▸ **Given instruction 1**
According to the article on Jerusalem's schools, what ages are the members of the Sanhedrin Forum?

▸ **Quoted text**
»»

Getting a better grade

There is no lack of criticism of Jerusalem’s education system, but steadily rising enrollment figures in secular and religious Zionist state schools are a sign of a positive trend.

Students (photo credit: Ariel Jerozolimski)
Students
(photo credit: Ariel Jerozolimski)
On a particularly warm summer evening in downtown Jerusalem, Mayor Nir Barkat stood on the rooftop bar of the recently renovated Alma Restaurant, a microphone in one hand and a glass of beer in the other, and spoke about the capital to some 100 successful young businesspeople and senior government officials.
At the end of his speech, a participant addressed a question to him regarding the problems of the city’s education system, including why schools have been handed over to haredi institutions and how could Barkat expect non-haredi young families to remain in Jerusalem under these conditions. A big smile spread across the mayor’s face, as if he had been anticipating the question so he could tell the audience about his achievements.
That very morning, Barkat had received the latest figures from the city’s education administration, and he had reason to smile. It appeared that last year’s indication had become a real trend, with a 4 percent increase in registration for secular and religious state schools and kindergartens.
“The Zionist education stream is back in Jerusalem,” declared the mayor.
Most people in the audience that evening were not residents of the city but were members of the Sanhedrin Forum – a group of young men and women between the ages of 28 and 35 who have reached a certain status in their professional lives. Jerusalem has not been of much interest to the forum, as the members don’t think the city has much to offer in terms of employment or education – which they consider to be controlled by the haredim.
Barkat was eager to meet with them, but on the condition that they came to the capital. It took a while, but they finally came to Jerusalem – where quite a few of them were born and had studied – as guests of the New Spirit organization.
Through their questions, they tried to understand how the city functions; if the mayor (who is considered, in some ways, “one of them”) has succeeded in changing the negative image of Jerusalem as a city of poverty, haredi extremism and security risks; and what it has to offer the young and successful. Most of their questions were in reference to education, which they see as the most important means to improve the city’s situation.
Judging by the figures the education administration released earlier this week, it is clear that something has changed – at least in regard to the number of secular and religious pupils enrolling in state schools (which rose 2% and 4%, respectively) and a slight increase in the high school students who have graduated (4%).
For Barkat, there is no doubt that these positive changes are the result of his policy as mayor and holder of the education portfolio at city hall – namely, the large scale project of computerization of the schools and classrooms, the abolition of catchment areas for junior high and high school, and the increase in the education budget.
While he is not wrong, some parents and senior officials – many of whom formerly served in the administration – say that this is only one aspect of the improvements that are required.

««

▸ **Information supplied**
»»

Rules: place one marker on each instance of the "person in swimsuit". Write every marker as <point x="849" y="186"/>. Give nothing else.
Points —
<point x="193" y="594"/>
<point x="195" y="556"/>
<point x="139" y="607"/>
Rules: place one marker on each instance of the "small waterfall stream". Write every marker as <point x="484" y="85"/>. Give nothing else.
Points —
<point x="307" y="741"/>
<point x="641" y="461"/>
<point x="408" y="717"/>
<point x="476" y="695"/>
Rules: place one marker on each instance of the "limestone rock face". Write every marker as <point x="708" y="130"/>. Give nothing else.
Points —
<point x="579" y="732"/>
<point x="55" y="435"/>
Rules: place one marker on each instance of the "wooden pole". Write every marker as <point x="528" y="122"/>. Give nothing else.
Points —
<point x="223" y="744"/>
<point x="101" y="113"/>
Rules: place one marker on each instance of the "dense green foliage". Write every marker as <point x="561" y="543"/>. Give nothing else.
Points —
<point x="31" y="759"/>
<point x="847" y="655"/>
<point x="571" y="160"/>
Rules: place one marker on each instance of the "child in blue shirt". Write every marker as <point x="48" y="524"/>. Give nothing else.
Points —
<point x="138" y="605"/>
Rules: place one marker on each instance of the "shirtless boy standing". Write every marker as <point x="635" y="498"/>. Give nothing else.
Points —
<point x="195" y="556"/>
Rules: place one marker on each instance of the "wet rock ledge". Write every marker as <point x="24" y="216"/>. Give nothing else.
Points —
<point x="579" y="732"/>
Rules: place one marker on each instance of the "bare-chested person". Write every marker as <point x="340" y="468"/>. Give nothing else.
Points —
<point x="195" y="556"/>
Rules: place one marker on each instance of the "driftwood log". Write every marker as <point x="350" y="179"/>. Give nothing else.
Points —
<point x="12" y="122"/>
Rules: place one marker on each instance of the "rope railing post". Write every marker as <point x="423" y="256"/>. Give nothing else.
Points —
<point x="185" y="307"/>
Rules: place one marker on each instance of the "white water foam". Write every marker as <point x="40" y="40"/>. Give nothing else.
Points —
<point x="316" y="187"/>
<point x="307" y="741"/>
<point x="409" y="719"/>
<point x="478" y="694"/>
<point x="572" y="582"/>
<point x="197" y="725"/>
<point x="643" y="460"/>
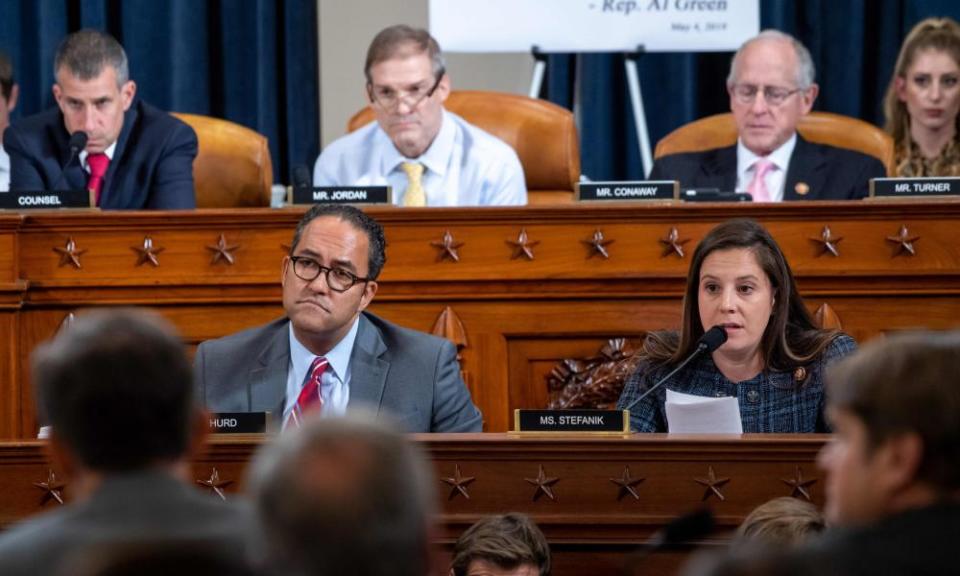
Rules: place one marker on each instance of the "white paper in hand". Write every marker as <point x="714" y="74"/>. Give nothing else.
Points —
<point x="689" y="414"/>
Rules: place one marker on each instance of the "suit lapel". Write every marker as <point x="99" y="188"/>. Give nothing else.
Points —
<point x="368" y="370"/>
<point x="268" y="381"/>
<point x="806" y="172"/>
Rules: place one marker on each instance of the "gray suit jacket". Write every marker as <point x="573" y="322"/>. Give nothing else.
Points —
<point x="412" y="377"/>
<point x="128" y="508"/>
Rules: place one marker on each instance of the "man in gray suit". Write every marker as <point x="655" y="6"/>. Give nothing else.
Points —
<point x="327" y="354"/>
<point x="116" y="389"/>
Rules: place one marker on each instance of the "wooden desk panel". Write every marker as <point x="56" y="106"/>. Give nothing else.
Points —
<point x="513" y="317"/>
<point x="591" y="523"/>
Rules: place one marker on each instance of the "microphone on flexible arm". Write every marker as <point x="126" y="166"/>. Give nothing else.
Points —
<point x="710" y="341"/>
<point x="78" y="141"/>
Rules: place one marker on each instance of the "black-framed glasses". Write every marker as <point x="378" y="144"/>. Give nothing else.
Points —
<point x="388" y="98"/>
<point x="338" y="279"/>
<point x="772" y="95"/>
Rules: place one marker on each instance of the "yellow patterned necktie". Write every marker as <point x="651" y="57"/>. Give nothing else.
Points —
<point x="414" y="196"/>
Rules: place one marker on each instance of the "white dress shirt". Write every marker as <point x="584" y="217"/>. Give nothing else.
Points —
<point x="465" y="166"/>
<point x="335" y="382"/>
<point x="776" y="177"/>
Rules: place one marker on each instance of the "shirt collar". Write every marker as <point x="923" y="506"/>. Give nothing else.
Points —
<point x="338" y="357"/>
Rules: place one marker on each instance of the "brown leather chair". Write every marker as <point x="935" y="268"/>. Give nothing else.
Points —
<point x="820" y="127"/>
<point x="233" y="167"/>
<point x="543" y="134"/>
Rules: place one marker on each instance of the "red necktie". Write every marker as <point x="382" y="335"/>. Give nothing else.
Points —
<point x="98" y="164"/>
<point x="310" y="400"/>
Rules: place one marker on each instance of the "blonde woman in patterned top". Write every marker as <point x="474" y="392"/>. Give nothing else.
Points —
<point x="923" y="99"/>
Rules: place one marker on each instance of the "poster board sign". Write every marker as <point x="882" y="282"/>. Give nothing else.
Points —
<point x="593" y="25"/>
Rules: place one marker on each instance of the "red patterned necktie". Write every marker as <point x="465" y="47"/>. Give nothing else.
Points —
<point x="310" y="399"/>
<point x="98" y="164"/>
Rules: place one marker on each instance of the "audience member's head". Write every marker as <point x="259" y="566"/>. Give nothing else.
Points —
<point x="117" y="389"/>
<point x="895" y="409"/>
<point x="781" y="522"/>
<point x="9" y="91"/>
<point x="93" y="86"/>
<point x="343" y="496"/>
<point x="507" y="545"/>
<point x="407" y="85"/>
<point x="771" y="87"/>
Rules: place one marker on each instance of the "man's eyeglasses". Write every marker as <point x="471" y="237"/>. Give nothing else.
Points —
<point x="338" y="279"/>
<point x="772" y="95"/>
<point x="388" y="98"/>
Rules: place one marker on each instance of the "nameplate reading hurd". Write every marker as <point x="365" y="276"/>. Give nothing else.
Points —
<point x="36" y="199"/>
<point x="590" y="421"/>
<point x="343" y="195"/>
<point x="628" y="191"/>
<point x="914" y="187"/>
<point x="239" y="422"/>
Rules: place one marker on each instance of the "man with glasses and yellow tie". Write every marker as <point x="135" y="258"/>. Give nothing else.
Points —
<point x="771" y="87"/>
<point x="428" y="155"/>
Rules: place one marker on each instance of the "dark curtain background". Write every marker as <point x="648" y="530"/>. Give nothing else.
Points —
<point x="253" y="62"/>
<point x="854" y="44"/>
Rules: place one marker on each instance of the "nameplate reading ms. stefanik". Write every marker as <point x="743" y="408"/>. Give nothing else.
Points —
<point x="37" y="199"/>
<point x="572" y="421"/>
<point x="343" y="195"/>
<point x="238" y="422"/>
<point x="628" y="191"/>
<point x="914" y="187"/>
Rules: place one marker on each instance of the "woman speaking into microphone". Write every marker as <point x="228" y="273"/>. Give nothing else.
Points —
<point x="773" y="357"/>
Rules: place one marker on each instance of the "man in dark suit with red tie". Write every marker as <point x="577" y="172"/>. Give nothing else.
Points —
<point x="136" y="156"/>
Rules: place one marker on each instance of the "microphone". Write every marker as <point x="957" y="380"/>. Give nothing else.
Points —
<point x="710" y="341"/>
<point x="78" y="141"/>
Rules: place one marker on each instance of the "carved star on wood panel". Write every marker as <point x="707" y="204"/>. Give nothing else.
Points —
<point x="523" y="245"/>
<point x="673" y="244"/>
<point x="223" y="251"/>
<point x="69" y="254"/>
<point x="448" y="247"/>
<point x="215" y="484"/>
<point x="712" y="483"/>
<point x="52" y="489"/>
<point x="147" y="252"/>
<point x="798" y="485"/>
<point x="544" y="485"/>
<point x="828" y="242"/>
<point x="458" y="483"/>
<point x="904" y="241"/>
<point x="627" y="484"/>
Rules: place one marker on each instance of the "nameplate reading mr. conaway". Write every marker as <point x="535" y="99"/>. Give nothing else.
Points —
<point x="35" y="199"/>
<point x="342" y="195"/>
<point x="238" y="422"/>
<point x="608" y="421"/>
<point x="914" y="187"/>
<point x="628" y="191"/>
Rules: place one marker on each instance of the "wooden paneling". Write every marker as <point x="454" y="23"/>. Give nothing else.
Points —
<point x="518" y="315"/>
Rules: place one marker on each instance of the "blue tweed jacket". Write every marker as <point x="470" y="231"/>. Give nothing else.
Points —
<point x="769" y="402"/>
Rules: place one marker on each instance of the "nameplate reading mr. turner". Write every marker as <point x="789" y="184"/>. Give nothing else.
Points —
<point x="342" y="195"/>
<point x="596" y="421"/>
<point x="239" y="422"/>
<point x="914" y="187"/>
<point x="35" y="199"/>
<point x="628" y="191"/>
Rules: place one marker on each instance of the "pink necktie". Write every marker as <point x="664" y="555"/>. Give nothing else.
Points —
<point x="98" y="164"/>
<point x="758" y="186"/>
<point x="310" y="400"/>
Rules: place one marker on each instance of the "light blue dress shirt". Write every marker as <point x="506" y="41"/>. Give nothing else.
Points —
<point x="465" y="166"/>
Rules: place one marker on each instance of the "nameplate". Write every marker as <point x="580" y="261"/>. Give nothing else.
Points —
<point x="914" y="187"/>
<point x="343" y="195"/>
<point x="47" y="199"/>
<point x="238" y="422"/>
<point x="628" y="191"/>
<point x="586" y="421"/>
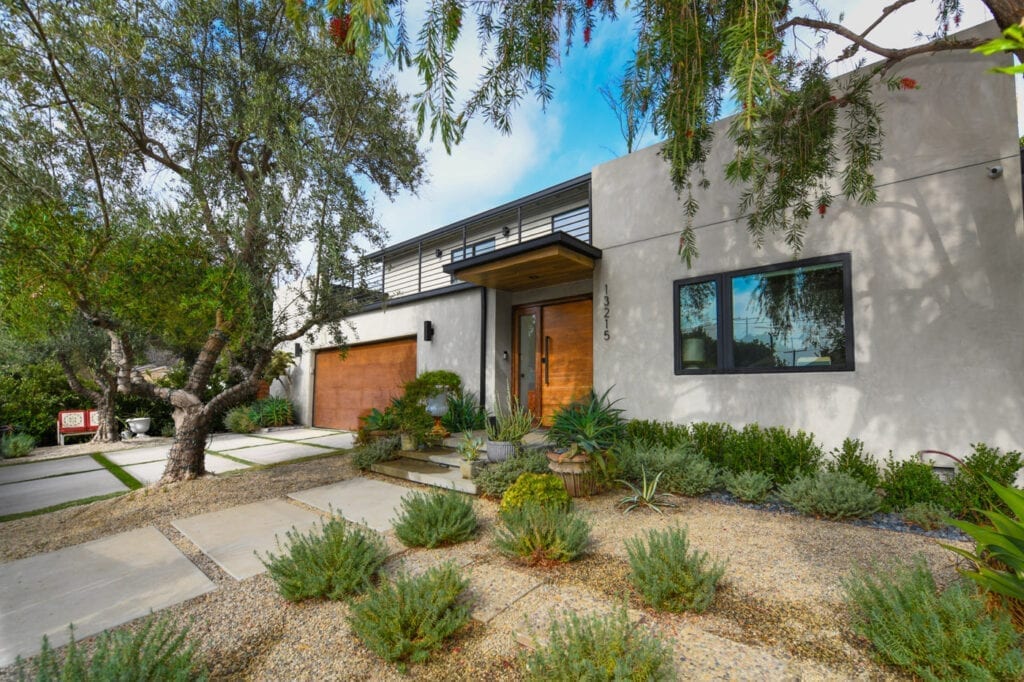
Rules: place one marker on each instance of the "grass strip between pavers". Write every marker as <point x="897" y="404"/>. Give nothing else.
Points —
<point x="119" y="473"/>
<point x="64" y="505"/>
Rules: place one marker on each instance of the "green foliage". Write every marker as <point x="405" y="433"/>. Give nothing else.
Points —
<point x="851" y="458"/>
<point x="593" y="424"/>
<point x="947" y="636"/>
<point x="670" y="577"/>
<point x="240" y="420"/>
<point x="381" y="450"/>
<point x="749" y="485"/>
<point x="156" y="650"/>
<point x="542" y="534"/>
<point x="496" y="478"/>
<point x="832" y="495"/>
<point x="909" y="481"/>
<point x="406" y="621"/>
<point x="596" y="647"/>
<point x="435" y="519"/>
<point x="335" y="560"/>
<point x="970" y="495"/>
<point x="465" y="413"/>
<point x="16" y="444"/>
<point x="927" y="515"/>
<point x="543" y="488"/>
<point x="773" y="451"/>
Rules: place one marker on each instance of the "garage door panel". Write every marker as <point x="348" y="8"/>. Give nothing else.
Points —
<point x="368" y="377"/>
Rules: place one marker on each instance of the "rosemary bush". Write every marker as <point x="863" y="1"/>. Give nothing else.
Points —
<point x="540" y="534"/>
<point x="670" y="577"/>
<point x="403" y="622"/>
<point x="933" y="635"/>
<point x="595" y="647"/>
<point x="156" y="651"/>
<point x="335" y="560"/>
<point x="435" y="519"/>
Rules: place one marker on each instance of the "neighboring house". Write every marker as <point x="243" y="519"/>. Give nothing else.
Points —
<point x="900" y="323"/>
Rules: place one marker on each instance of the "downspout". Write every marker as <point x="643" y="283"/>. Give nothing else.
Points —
<point x="483" y="347"/>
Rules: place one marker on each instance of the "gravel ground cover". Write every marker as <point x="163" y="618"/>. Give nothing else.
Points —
<point x="777" y="614"/>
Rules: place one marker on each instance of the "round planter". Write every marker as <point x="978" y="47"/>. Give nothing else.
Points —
<point x="499" y="451"/>
<point x="574" y="472"/>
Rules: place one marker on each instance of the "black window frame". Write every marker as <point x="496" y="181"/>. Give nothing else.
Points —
<point x="723" y="311"/>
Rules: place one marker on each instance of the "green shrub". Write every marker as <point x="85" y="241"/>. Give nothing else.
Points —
<point x="403" y="622"/>
<point x="749" y="485"/>
<point x="240" y="420"/>
<point x="927" y="515"/>
<point x="947" y="636"/>
<point x="595" y="647"/>
<point x="335" y="560"/>
<point x="670" y="577"/>
<point x="832" y="495"/>
<point x="496" y="478"/>
<point x="850" y="458"/>
<point x="773" y="451"/>
<point x="381" y="450"/>
<point x="16" y="444"/>
<point x="969" y="492"/>
<point x="435" y="519"/>
<point x="541" y="534"/>
<point x="540" y="488"/>
<point x="155" y="651"/>
<point x="909" y="481"/>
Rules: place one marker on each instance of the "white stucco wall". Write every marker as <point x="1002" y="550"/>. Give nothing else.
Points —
<point x="938" y="278"/>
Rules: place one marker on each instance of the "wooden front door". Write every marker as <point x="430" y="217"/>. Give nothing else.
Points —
<point x="553" y="354"/>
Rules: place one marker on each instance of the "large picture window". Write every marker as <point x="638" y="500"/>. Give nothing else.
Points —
<point x="788" y="317"/>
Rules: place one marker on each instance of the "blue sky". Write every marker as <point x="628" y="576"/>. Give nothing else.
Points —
<point x="579" y="130"/>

««

▸ **Given instruction 2**
Pick out every line of the records above that contains the word "jacket".

▸ **Task response 1**
They are between 28 and 35.

▸ **Task response 2**
Rules: place one marker on each instance of the "gray suit jacket". Write every marker as <point x="573" y="322"/>. Give nothing else.
Rules: place one marker on each instance of the "blue tweed jacket". Write every marker as <point x="470" y="231"/>. Give nothing else.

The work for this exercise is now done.